--- start Selected excerpt ---

How does a student get their acceptance revoked following the deadline?

I’ve always been curious. Let’s say a students grades began to drop significantly but they submitted their tuition/housing deposit by the May 1st deadline. Then the student sends in the transcript in June/July when high school ends and the college sees the drop in performance. Can the college proceed to rescind the admission? Wouldn’t it be crazy to do such thing considering you paid for the college and if they took away your acceptance, you can’t select another college because it’s well past the May deadline?

Yup.

Pretty much every college’s acceptance letter will include some type of disclaimer about the offer being contingent upon making satisfactory progress, among other conditions.

Yes. It can happen as you describe where a student is rescinded after the May 1 deadline. I’ve seen it happening as late as August. Unfortunately, the student would then have very limited immediate options.

The student could attend a local community college, take a gap year and reapply the following year with the transcript as it stands at graduation, apply now to schools who are still looking for applicants, or contact a school that originally accepted the student and see if they will accept a late SIR under the circumstances.

--- end Selected excerpt ---
--- start Provided records ---

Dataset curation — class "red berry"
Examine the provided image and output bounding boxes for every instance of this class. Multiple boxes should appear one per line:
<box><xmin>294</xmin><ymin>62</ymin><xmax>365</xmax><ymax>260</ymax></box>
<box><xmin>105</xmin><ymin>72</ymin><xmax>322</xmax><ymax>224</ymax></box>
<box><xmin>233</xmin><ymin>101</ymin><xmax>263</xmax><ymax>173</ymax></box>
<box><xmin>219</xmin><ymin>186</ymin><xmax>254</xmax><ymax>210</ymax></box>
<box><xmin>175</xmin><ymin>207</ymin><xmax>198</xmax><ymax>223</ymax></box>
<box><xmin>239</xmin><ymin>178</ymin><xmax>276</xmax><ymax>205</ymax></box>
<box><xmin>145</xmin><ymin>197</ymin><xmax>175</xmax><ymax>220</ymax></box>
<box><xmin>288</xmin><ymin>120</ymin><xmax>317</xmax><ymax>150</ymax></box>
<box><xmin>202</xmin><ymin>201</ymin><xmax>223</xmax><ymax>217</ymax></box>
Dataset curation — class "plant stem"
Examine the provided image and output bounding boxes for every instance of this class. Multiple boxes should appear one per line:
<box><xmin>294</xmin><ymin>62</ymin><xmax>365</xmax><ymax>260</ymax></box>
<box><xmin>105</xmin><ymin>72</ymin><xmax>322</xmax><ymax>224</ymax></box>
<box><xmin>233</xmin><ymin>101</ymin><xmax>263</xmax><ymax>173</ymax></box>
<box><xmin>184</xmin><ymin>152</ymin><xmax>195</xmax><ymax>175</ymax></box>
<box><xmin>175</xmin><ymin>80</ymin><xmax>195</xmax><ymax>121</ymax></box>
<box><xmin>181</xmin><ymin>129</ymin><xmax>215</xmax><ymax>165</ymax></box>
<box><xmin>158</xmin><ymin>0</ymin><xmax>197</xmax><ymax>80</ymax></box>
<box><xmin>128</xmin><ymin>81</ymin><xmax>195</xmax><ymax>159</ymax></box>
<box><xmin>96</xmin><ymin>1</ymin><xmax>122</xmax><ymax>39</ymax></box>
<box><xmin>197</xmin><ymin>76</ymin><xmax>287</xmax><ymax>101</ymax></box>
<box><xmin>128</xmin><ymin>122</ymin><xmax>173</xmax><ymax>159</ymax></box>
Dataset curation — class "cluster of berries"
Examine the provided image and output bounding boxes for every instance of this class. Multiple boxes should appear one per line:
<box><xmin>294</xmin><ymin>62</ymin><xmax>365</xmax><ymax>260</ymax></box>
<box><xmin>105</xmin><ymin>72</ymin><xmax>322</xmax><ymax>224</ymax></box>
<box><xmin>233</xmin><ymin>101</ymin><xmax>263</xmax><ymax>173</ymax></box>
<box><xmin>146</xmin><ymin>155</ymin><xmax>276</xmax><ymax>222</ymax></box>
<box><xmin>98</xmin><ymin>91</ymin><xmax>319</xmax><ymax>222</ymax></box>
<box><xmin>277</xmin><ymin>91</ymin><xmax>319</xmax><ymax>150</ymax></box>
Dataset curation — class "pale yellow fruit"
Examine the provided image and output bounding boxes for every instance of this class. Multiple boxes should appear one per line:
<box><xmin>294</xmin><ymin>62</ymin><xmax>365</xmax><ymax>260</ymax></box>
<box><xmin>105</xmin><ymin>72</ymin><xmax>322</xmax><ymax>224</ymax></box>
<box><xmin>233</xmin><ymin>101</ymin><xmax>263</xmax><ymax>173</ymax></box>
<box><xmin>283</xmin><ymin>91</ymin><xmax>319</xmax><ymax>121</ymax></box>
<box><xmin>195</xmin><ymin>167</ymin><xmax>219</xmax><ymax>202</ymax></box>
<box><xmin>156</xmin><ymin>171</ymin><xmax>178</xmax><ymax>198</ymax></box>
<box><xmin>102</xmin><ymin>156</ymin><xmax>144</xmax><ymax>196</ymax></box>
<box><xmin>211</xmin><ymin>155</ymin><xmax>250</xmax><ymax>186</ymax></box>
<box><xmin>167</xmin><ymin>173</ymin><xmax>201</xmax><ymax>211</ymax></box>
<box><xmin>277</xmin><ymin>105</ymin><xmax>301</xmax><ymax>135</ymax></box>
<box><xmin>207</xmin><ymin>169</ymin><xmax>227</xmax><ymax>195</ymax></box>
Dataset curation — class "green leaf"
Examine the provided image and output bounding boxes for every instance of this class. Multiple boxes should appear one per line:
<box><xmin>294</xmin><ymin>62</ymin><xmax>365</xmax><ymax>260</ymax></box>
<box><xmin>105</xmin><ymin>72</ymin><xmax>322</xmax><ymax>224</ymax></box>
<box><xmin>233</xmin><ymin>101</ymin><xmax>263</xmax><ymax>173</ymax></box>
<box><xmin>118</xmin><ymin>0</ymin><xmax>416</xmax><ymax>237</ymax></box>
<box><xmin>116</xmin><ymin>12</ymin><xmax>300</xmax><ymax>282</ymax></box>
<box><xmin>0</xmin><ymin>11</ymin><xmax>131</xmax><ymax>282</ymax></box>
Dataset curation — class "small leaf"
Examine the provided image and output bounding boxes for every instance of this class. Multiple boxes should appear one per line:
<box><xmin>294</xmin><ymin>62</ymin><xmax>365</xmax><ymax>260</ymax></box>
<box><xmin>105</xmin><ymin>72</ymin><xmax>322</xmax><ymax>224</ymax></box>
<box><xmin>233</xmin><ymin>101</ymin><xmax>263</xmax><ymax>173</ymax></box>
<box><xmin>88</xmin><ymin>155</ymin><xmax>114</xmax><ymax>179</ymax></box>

--- end Provided records ---

Given task A:
From the discussion of revoked college acceptances, list every option it gives for a student whose admission is rescinded after the deadline.
Given task B:
Carry on the discussion of revoked college acceptances, picking up after its final sentence.

Task answer A:
- Attend a local community college
- Take a gap year and reapply the following year with the transcript as it stands at graduation
- Apply now to schools that are still looking for applicants
- Contact a school that originally accepted the student and see if it will accept a late SIR under the circumstances

Task answer B:
If your acceptance is to a college that is desperately looking for warm tuition paying bodies to avoid bankruptcy then you may not be rescinded.

No college will take away your acceptance. You will have thrown it away by goofing off senior year.

I am wondering: In cases where acceptances have been rescinded, how bad does the drop off in performance have to be? I am assuming that one or two A’s turning into one or two B’s is probably not enough to cause any problem for the student. Perhaps multiple B’s turning into Ds and F’s would be more what would be needed to mess things up, but I am not really sure.

I have heard that high school students very often have a drop off in motivation for high school once they have picked a university and accepted the offer. It looks to me as if my high school senior daughter has had less homework in the last week or so, and probably more interesting side trips that the senior class is taking. I have been assuming that this is an effort on the part of the high school to keep things interesting, and to accept that a drop off in motivation is inevitable.

Is having the acceptance rescinded more likely to occur when a student was accepted off of Junior year grades, and goofed off the entire senior year?

They can and they do. That’s what waitlists are for too. @DadTwoGirls , the rule of thumb is no D or F grades. I imagine if a bunch of Cs appear on a report card,that might cause concern at some super selective colleges, but a couple probably won’t be an issue.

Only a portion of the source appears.